• [Selected excerpt]:
Dáil debates

Thursday, 11 May 2023

Control of Exports Bill 2023: Second Stage (Resumed)

 

2:15 pm

Photo of Richard Boyd BarrettRichard Boyd Barrett (Dún Laoghaire, People Before Profit Alliance) | Oireachtas source

There is something kind of Orwellian about this Bill. It arises from European Union policy, although it also contains a national element, as has been described, to control the export of dual-use items, technology, things that might have apparently benign uses but can also be used for military purposes. We want to control the export of those things presumably to prevent greater proliferation of military hardware to regimes that we would be worried might put them to wrong uses. On the face of it, that is a very admirable imperative. What I find surreal and Orwellian about it is that the very European Union that is suggesting some sort of ethical policy when it comes to the export of military hardware is, in fact, one of the main suppliers of military hardware to some of the nastiest regimes in the world. That is continuing, indeed, in the current context where the EU itself, largely supported by our own Government, is arguing for more and more military expenditure to ramp up the military-industrial complex in Europe and for member states to spend more as a proportion of national income on producing weapons that are designed to kill human beings, as we should always remind ourselves. That is what the military-industrial complex largely does; it produces things to extinguish life on a grand scale. The European Union that says we should control our exports of dual-use technology, or the Irish Government in echoing all of this, is actually saying we should spend more on single-use military hardware that kills human beings.

• [Goal]:
In the Dáil debate excerpt, which party is listed beside Richard Boyd Barrett's name?

• [Data lines]:
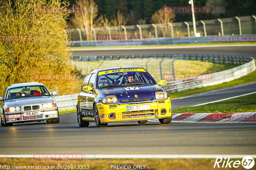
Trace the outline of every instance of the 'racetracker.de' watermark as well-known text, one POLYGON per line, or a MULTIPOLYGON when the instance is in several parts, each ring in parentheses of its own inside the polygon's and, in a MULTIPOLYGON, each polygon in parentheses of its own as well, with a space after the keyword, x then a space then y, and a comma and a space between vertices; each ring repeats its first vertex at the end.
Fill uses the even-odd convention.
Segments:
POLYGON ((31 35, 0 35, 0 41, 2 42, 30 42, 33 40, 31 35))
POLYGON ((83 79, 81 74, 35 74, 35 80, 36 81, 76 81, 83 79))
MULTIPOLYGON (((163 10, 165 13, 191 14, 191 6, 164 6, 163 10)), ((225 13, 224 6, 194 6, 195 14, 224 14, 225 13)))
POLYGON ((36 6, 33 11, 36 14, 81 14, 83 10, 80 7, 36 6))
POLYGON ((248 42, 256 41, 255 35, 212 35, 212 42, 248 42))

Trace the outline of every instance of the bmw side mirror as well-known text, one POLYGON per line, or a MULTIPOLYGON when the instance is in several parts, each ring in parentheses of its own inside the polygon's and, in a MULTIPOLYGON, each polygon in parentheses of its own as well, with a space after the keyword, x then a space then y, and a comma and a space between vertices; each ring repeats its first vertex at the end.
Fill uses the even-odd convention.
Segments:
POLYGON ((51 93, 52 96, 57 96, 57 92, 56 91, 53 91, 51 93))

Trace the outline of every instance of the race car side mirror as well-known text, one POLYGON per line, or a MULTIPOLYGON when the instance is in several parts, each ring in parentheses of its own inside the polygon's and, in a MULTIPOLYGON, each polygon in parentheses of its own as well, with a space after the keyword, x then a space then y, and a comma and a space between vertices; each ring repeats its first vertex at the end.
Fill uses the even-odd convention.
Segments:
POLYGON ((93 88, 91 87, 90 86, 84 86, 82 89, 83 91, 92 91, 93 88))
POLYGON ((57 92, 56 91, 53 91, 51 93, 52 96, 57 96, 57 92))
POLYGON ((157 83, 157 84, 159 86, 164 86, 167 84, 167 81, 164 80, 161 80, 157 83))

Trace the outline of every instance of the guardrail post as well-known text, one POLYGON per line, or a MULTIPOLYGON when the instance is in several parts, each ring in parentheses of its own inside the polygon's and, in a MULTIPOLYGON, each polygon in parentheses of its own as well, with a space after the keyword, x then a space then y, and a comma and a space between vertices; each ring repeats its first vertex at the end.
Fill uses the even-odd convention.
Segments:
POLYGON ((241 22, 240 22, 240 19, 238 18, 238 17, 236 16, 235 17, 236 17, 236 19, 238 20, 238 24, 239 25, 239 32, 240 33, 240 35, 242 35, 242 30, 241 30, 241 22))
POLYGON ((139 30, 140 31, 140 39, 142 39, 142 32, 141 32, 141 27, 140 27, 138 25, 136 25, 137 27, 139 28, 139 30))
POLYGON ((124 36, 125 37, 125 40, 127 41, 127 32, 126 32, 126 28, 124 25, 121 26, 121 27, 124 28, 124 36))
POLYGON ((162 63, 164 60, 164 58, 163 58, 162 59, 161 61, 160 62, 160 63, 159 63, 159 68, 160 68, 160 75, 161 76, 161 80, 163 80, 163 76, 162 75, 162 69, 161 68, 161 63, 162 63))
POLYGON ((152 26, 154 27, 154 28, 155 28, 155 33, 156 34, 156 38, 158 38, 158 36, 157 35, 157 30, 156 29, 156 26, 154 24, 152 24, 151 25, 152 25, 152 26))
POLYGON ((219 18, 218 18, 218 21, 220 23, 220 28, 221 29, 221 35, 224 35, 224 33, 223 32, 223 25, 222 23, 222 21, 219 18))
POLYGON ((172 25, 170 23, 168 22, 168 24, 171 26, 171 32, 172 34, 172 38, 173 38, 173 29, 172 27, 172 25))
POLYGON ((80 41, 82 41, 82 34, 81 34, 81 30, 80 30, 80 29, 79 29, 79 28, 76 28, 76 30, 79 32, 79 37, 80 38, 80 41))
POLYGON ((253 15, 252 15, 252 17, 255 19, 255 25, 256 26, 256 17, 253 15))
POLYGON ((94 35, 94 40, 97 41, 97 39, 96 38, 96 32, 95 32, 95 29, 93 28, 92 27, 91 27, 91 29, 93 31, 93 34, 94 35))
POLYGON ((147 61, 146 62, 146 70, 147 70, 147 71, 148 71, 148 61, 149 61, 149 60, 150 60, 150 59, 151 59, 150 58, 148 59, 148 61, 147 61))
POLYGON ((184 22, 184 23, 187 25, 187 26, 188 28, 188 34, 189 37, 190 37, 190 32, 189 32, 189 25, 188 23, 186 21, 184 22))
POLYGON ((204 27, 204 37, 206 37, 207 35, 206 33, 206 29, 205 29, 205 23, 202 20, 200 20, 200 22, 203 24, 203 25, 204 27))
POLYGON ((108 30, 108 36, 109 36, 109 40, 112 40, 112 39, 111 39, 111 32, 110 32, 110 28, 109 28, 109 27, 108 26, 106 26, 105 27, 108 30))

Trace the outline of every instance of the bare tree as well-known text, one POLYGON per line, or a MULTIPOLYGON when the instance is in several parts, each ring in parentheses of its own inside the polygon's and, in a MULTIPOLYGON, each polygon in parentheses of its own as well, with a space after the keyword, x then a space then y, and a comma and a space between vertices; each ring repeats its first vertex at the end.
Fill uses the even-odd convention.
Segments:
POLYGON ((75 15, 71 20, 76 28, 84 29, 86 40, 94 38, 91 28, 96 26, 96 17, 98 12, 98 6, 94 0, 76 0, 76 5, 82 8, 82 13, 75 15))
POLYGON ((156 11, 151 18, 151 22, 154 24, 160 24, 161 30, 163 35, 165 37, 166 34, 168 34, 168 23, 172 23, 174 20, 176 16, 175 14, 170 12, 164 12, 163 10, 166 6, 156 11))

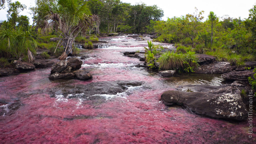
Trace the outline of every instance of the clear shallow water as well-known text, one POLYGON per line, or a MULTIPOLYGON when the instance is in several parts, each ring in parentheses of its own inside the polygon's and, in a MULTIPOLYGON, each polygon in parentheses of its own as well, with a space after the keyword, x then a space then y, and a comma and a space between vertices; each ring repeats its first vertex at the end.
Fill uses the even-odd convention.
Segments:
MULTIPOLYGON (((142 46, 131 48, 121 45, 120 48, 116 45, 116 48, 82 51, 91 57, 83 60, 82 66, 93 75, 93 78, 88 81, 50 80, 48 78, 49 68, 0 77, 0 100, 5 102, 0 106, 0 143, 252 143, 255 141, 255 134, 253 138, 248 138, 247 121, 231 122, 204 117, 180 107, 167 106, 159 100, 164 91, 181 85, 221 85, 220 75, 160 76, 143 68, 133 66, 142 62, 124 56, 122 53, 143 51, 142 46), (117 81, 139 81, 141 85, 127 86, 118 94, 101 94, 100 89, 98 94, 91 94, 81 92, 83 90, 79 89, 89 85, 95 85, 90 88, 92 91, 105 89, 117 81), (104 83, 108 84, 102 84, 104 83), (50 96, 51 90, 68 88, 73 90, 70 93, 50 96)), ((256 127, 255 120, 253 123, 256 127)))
* * *
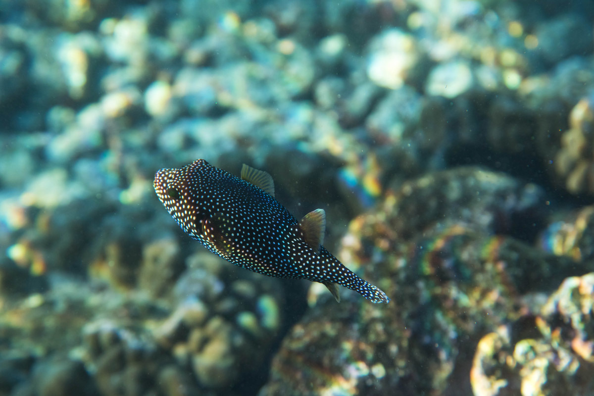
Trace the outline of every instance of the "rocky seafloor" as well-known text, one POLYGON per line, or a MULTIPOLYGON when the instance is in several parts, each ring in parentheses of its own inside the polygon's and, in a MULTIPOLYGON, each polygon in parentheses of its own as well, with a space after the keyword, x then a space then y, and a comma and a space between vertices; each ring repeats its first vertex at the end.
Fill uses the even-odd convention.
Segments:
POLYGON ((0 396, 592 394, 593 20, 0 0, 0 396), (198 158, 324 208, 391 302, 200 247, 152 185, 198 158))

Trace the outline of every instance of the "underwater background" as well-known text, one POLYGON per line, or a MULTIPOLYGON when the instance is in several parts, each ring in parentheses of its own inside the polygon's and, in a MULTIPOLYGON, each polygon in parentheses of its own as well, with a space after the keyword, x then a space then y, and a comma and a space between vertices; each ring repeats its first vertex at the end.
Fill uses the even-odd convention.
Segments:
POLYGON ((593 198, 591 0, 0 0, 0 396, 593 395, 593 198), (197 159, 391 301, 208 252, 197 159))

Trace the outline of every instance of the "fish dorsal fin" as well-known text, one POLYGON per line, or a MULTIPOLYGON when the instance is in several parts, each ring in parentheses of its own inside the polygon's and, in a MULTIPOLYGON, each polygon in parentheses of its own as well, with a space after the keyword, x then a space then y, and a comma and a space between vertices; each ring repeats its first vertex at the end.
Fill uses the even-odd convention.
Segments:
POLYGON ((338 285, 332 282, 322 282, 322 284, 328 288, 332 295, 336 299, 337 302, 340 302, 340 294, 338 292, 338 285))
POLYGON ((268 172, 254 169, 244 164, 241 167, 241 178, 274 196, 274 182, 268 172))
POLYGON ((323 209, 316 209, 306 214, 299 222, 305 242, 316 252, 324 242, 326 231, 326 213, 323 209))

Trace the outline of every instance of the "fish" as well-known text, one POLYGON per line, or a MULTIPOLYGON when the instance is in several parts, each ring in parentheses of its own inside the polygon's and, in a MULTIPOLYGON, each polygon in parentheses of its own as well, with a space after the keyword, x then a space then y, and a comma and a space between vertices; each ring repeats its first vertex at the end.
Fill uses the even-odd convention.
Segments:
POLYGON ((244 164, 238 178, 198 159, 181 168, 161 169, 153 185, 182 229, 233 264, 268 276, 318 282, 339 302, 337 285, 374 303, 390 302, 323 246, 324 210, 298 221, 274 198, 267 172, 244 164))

• [Response to this task]:
People Before Profit Alliance